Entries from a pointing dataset
★ ★ ★ ★ ★ ★ ★

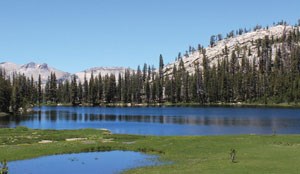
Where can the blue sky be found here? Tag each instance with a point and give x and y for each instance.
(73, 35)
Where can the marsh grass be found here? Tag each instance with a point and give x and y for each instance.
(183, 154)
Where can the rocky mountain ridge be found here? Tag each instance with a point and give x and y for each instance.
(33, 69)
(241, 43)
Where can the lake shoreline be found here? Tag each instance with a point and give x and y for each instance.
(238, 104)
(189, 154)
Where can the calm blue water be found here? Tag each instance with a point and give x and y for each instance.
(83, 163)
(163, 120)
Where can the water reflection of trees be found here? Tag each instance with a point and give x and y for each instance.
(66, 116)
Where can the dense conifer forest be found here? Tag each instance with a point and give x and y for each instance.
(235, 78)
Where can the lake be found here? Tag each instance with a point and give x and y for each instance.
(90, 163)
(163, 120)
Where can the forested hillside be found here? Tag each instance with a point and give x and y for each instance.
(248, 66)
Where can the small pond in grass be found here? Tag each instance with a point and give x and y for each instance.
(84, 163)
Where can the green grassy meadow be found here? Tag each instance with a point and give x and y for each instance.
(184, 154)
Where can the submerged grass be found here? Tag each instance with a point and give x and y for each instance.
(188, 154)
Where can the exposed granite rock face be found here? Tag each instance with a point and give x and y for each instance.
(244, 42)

★ ★ ★ ★ ★ ★ ★

Exercise task: Arrange every one of the entries above as a numbered list, omitting blank lines and excluding the pictures.

Task output:
1. Where can the blue sky be found here? Tag each instance with a point and give x and y for each instance.
2. (73, 35)
3. Where can the marsh grass be found here? Tag each instance with a point and give x and y for each instance.
4. (183, 154)
5. Where can the rocky mountain ridge be found here? Tag each instance with a point and give x and y for each instance.
6. (33, 69)
7. (241, 43)
8. Where can the lake shoreline be found here? Tag each instance with a point and give x and y for each instance.
9. (238, 104)
10. (189, 154)
11. Where can the calm blue water be found here? Tag each instance with a point and give x and y for each instance.
12. (83, 163)
13. (163, 120)
14. Where can the water reflection of trees be found here? Tag each instance with a point and give x and y for each instance.
15. (66, 116)
16. Where can the dense conifer forest be found here? Tag each instance with a point and give x and y for each instance.
17. (235, 78)
18. Where can the lake be found here? Tag each instance with a point and give x and y for each instance.
19. (90, 163)
20. (163, 120)
21. Where can the forested hillside be found here? Tag each instance with a point and give x and y for each instance.
22. (248, 66)
23. Where can the small pond in grass be found here? Tag each instance with a point and give x and y for each instance.
24. (84, 163)
25. Where can the green grassy meadow be found here? Tag each instance with a point and give x and y for each instance.
26. (184, 154)
27. Where can the submerged grass be found here? Tag each instance with a point and give x and y for each instance.
28. (188, 154)
29. Where can the exposed granite rock face be found here? Tag each instance with a point and give x and y for each instance.
30. (244, 42)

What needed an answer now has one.